Github Link/Download

                    
import re
import numpy
import sympy

indefinite_entry = True


def separate_chemical_equation(equation: str) -> dict[str]:
    if equation is None or not equation.strip():
        print("[ERROR]: An invalid equation was entered.")
        return None

    reactants: dict[str] = {}
    product: dict[str] = {}
    
    try:
        raw_split_equation = (equation.upper()).split("->")
        reactants = [item.strip() for item in raw_split_equation[0].split("+")]
        products = [item.strip() for item in raw_split_equation[1].split("+")]
    except:
        print("[ERROR] An invalid equation was entered.")
        return None

    if reactants is None or products is None:
        print("[ERROR]: Could not separate the chemical reactants or products.")
        return None
    return reactants, products


def format_chemical_equation(rxn_segment: dict[str]) -> list:
    if rxn_segment is None:
        print("[ERROR]: An invalid equation half was entered.")
        return None
    formatted_equation: list = []
    
    for part in rxn_segment:
        chemical_match = re.match(r'^(\d+)?\s*(.*)', part.strip())
        if not chemical_match:
            continue
            
        coeffecient = int(chemical_match.group(1)) if chemical_match.group(1) else 1
        chemical_formula = chemical_match.group(2)
        
        atom_matches = re.findall(r'([A-Z][a-z]*)(\d*)', chemical_formula)
        organized_atoms: list = []
        
        for symbol, subscript in atom_matches:
            count = int(subscript) if subscript else 1
            total_count = count * coeffecient
            
            organized_atoms.append({"coeffecient": total_count, "atom": symbol.lower()})
            
        if organized_atoms is not None:
            formatted_equation.append(organized_atoms)


    if formatted_equation is None:
        print("[ERROR]: Could not format a chemical equation half.")
        return None  
    return formatted_equation


def construct_equation_matrix(rxn_reactants: list, rxn_products: list):
    if rxn_reactants is None or rxn_products is None:
        print("[ERROR]: The reaction products or reactants cannot be used.")
        return None
    
    combined_atoms = set()
    for part in rxn_reactants + rxn_products:
        for entry in part:
            combined_atoms.add(entry['atom'])

    sorted_atoms = sorted(list(combined_atoms))
    atom_index = {atom: i for i, atom in enumerate(sorted_atoms)}

    elements_present = len(sorted_atoms)
    element_amount = len(rxn_reactants) + len(rxn_products)

    equation_matrix = sympy.zeros(elements_present, element_amount)
    current_col = 0
    for molecule_list in rxn_reactants:
        for entry in molecule_list:
            row_idx = atom_index[entry['atom']]
            equation_matrix[row_idx, current_col] += entry['coeffecient']
        current_col += 1

    for molecule_list in rxn_products:
        for entry in molecule_list:
            row_idx = atom_index[entry['atom']]
            equation_matrix[row_idx, current_col] -= entry['coeffecient']
        current_col += 1


    if sorted_atoms is None or equation_matrix is None:
        print("[ERROR]: Could not format a chemical equation matrix.")
        return None  
    return equation_matrix


def solve_chemical_equation(chemical_matrix):
    if chemical_matrix is None:
        print("[ERROR]: An invalid chemical equation matrix was passed.")

Extracted records
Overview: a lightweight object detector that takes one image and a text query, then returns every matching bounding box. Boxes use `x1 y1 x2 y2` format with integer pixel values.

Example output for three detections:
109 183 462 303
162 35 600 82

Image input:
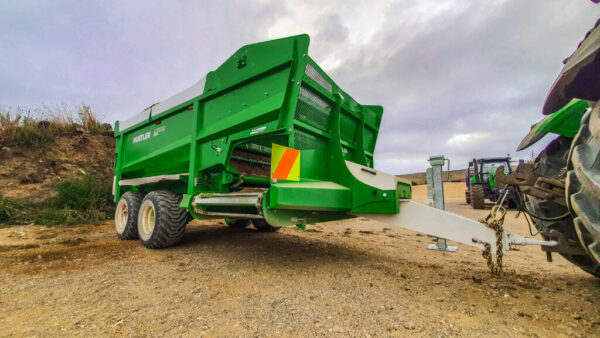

Short task
Pick up the Python code for balancing chemical equations right after its last printed error message in solve_chemical_equation, and write the rest of the program.

Response to the exercise
        return None

    null_space = chemical_matrix.nullspace()
    balanced_coeffecients = 0

    if null_space:
        solution = null_space[0]
        denominator = sympy.lcm([val.q for val in solution])
        balanced_coeffecients = solution * denominator

        
    if balanced_coeffecients is None or balanced_coeffecients == 0:
        print("[WARNING]: No possible solutions were found.")
        return None
    return balanced_coeffecients

def format_solved_chemical_equation(final_coeffecients, raw_reactants: list, raw_products: list):
    all_molecules = raw_reactants + raw_products
    formatted_parts: list[str] = []
    for i in range(len(all_molecules)):
        display_coeffecient = str(final_coeffecients[i]) if int(final_coeffecients[i]) > 1 else ""
        formatted_parts.append(f"{display_coeffecient}{all_molecules[i]}")

    num_reactants = len(raw_reactants)
    reactants_side = " + ".join(formatted_parts[:num_reactants])
    products_side = " + ".join(formatted_parts[num_reactants:])

    final_equation = f"{reactants_side} -> {products_side}"
    
    if final_equation is None:
        print("[ERROR]: Could not format final chemical equation.")
        return None
    return final_equation


if __name__ == "__main__":
    while indefinite_entry:
        print("Equation format: A + B -> C + D")
        user_equation = str(input("Enter a chemical equation: "))

        separated_equations = separate_chemical_equation(user_equation)
        raw_reactants = separated_equations[0]
        raw_products = separated_equations[1]

        formatted_reactants = format_chemical_equation(raw_reactants)
        formatted_products = format_chemical_equation(raw_products)

        raw_chemical_matrix = construct_equation_matrix(formatted_reactants, formatted_products)
        balanced_chemical_matrix = solve_chemical_equation(raw_chemical_matrix)
        solved_user_equation = format_solved_chemical_equation(balanced_chemical_matrix, raw_reactants, raw_products)

        print("Solved Chemical Equation:  ", solved_user_equation, "\n")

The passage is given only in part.